▸ **DATASET**
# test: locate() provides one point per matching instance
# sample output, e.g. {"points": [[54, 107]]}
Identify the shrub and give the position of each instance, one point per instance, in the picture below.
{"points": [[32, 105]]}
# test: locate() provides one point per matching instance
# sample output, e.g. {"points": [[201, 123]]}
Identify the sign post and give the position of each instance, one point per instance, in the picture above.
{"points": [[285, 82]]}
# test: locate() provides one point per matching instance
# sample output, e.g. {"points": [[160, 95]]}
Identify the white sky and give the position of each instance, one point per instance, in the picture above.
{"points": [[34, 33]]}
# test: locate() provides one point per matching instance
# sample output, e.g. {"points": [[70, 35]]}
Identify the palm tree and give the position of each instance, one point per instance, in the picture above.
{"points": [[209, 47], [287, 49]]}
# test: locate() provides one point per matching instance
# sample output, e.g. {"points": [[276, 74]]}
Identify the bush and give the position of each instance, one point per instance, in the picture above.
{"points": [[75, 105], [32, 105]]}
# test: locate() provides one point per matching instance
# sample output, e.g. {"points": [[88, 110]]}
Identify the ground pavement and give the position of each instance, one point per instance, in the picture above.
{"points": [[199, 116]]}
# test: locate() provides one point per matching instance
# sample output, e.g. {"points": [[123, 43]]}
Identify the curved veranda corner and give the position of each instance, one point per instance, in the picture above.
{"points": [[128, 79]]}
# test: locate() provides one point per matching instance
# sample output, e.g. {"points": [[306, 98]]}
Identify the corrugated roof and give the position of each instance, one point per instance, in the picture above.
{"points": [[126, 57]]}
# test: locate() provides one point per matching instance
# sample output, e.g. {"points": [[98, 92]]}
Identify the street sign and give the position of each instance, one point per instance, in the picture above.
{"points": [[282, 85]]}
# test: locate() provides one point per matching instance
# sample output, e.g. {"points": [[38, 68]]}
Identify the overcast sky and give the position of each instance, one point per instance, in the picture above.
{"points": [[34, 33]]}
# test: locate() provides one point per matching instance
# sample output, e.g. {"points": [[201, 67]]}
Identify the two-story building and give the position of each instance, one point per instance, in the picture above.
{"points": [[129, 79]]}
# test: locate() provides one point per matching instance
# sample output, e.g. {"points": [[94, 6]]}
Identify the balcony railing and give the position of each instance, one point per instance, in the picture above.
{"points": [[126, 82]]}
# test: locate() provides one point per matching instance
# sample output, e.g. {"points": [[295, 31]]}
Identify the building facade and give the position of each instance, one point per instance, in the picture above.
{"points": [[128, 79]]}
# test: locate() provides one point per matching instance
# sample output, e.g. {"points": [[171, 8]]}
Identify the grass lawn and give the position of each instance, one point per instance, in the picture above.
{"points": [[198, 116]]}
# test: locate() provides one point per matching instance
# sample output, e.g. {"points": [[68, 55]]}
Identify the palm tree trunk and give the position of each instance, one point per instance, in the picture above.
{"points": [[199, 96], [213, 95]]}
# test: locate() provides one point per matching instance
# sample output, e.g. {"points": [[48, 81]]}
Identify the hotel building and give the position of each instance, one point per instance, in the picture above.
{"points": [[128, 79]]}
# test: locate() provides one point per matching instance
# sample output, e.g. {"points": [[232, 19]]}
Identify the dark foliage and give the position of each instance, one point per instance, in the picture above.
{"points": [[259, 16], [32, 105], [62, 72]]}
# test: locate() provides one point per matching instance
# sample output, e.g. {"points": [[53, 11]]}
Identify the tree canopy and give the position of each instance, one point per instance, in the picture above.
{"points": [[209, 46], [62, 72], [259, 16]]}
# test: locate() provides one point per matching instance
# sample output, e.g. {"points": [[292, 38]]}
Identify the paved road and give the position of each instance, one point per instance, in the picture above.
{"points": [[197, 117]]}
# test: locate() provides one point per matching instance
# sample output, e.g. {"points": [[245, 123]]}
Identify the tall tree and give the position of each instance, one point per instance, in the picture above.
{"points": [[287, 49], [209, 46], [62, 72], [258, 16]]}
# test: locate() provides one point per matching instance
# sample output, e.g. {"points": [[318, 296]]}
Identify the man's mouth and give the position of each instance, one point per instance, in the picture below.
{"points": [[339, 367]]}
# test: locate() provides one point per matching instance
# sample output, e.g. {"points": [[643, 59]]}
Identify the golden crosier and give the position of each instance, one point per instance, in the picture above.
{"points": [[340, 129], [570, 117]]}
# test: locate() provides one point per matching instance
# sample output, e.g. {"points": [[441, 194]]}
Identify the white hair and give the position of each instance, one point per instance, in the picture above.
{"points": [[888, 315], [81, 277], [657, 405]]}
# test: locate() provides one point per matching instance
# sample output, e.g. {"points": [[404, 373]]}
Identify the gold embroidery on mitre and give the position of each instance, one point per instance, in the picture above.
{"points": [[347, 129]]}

▸ **SET EXERCISE**
Which lines in the entries above contain the word "palm"? Pull out each of those lines in full.

▸ **SOLUTION FOR THIS EXERCISE**
Identify the palm tree and give the position of each instance, one point per instance, in the picture above.
Identify the palm tree trunk and give the position of each instance, one point per instance, in the picture above.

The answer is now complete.